* [Task]:
Copy word for word the lines below, starting with the line that contains "For every instance of the flower bud, the" and going on through the line that contains "pixel 8 265", both included.

╭─ Material shown

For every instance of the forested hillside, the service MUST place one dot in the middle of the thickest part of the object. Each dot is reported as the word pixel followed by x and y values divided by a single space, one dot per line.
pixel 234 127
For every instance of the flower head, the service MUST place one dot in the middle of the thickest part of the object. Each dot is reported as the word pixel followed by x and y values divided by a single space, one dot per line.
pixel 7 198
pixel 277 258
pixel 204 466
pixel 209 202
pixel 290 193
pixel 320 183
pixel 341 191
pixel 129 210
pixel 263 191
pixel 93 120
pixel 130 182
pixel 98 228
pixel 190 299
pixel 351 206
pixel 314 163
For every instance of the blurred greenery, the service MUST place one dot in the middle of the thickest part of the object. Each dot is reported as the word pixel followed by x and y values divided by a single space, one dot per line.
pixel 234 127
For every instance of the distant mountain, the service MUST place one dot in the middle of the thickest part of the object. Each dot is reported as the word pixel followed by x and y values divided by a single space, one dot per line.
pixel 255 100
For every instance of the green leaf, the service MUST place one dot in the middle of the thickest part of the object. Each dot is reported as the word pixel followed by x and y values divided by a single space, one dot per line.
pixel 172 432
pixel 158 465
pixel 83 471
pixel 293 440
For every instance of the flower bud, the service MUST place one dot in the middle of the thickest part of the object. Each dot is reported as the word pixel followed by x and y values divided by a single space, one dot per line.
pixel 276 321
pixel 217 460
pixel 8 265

╰─
╭─ Material shown

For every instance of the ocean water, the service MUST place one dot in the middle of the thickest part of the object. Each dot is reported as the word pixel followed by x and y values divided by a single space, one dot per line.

╰─

* [Response to this task]:
For every instance of the flower bud, the service MUST place one dot in the middle of the thickest part of the object. Each dot is reported as the word pixel followed by x and y values divided by a single space, one dot per line.
pixel 276 321
pixel 217 460
pixel 8 265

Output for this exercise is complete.